→ **What is required**: The string "with" appears in some lines of the entries that follow; copy each such line.

(Records from a data collection)
========================
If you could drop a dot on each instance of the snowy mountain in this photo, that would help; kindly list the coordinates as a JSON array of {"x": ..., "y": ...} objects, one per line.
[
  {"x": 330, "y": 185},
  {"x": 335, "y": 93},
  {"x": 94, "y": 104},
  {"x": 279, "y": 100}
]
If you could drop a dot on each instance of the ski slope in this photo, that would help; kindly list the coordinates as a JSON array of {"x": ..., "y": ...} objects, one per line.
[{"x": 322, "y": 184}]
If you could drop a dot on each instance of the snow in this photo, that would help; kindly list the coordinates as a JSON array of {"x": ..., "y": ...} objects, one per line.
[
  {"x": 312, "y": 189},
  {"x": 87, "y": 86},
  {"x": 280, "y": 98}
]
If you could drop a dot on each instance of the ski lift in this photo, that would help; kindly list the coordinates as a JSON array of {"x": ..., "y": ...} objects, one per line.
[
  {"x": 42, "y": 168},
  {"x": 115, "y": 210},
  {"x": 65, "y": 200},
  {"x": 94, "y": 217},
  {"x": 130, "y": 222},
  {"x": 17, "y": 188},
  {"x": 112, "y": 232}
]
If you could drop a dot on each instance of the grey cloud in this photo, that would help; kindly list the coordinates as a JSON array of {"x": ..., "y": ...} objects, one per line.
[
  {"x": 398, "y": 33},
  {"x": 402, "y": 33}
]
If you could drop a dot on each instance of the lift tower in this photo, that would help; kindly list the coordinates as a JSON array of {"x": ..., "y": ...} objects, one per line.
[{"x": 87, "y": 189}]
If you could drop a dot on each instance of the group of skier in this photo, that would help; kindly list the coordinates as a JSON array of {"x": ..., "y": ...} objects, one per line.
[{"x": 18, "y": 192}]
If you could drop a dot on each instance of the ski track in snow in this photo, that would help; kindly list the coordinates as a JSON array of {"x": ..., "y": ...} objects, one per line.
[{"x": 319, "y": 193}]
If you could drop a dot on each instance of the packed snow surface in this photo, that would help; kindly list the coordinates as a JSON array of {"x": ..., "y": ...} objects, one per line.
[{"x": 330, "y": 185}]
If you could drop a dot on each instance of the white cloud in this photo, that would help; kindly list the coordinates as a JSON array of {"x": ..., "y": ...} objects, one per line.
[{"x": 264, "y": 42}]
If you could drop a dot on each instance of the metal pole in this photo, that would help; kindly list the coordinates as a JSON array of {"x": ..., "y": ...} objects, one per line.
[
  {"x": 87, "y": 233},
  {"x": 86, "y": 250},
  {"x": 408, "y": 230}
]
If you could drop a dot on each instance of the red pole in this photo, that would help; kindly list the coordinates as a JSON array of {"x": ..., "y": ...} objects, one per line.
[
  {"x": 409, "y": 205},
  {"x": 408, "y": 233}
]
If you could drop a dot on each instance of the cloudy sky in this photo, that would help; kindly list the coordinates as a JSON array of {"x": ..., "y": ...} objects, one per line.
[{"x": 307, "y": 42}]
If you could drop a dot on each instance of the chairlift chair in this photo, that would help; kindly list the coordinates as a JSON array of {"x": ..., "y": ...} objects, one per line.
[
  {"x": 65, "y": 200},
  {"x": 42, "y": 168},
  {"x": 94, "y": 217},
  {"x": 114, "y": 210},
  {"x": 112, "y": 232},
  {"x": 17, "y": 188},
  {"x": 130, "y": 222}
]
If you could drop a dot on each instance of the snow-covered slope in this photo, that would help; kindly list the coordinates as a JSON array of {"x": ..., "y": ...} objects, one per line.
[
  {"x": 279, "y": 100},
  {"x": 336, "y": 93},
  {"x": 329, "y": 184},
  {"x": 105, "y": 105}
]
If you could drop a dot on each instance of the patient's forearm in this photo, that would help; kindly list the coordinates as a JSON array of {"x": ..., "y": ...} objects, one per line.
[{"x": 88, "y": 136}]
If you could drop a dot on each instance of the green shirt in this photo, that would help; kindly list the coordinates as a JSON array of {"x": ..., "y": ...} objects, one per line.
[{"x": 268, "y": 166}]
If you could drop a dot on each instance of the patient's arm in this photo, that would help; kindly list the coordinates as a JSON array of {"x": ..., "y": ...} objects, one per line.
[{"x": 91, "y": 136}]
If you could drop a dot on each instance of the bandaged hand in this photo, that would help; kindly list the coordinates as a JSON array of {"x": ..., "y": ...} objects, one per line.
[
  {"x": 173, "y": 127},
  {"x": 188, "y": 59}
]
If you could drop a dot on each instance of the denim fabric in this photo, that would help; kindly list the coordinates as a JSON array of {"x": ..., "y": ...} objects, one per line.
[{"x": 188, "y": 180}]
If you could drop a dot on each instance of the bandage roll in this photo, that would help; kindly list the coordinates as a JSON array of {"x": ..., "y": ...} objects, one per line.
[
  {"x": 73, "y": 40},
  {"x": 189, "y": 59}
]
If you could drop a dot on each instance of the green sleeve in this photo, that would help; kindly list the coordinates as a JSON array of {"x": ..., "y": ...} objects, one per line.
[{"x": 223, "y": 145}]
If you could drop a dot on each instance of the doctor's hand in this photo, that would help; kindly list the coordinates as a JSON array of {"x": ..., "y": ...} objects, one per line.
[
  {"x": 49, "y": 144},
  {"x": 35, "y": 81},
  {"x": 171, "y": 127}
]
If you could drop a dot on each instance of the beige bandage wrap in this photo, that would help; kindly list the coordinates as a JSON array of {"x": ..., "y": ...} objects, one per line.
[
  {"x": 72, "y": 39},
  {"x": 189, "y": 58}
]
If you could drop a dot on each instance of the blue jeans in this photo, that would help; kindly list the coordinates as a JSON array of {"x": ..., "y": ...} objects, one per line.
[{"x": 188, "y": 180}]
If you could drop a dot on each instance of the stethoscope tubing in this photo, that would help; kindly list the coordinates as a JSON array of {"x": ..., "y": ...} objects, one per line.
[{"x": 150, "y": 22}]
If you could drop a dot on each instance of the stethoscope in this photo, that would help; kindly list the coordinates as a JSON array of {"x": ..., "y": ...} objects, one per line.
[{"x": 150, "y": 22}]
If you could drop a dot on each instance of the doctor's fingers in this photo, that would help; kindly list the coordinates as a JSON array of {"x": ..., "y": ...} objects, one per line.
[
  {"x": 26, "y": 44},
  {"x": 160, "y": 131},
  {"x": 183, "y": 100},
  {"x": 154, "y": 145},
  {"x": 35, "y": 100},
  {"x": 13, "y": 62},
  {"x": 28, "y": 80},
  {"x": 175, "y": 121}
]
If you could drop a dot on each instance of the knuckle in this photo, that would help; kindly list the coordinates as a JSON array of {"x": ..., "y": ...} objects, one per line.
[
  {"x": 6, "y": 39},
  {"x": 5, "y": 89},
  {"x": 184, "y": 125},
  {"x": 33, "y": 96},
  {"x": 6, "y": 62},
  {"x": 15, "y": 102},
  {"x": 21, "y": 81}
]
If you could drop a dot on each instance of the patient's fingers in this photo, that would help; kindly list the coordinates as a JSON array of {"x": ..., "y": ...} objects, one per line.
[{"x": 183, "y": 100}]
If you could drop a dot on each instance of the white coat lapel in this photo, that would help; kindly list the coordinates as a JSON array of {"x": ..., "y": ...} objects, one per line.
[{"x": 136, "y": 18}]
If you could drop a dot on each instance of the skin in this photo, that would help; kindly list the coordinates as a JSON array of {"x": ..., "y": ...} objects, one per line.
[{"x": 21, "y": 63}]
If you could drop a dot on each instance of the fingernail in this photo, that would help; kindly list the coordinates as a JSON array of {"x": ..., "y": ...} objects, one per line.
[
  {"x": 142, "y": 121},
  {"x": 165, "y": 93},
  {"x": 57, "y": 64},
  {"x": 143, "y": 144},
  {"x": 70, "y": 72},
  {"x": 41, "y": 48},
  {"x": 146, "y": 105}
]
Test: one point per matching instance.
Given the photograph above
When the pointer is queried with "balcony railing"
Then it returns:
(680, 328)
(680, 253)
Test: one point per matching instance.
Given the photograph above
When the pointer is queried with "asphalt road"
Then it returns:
========================
→ **Exercise output**:
When the pointer is queried with "balcony railing"
When the pointer is queried with "asphalt road"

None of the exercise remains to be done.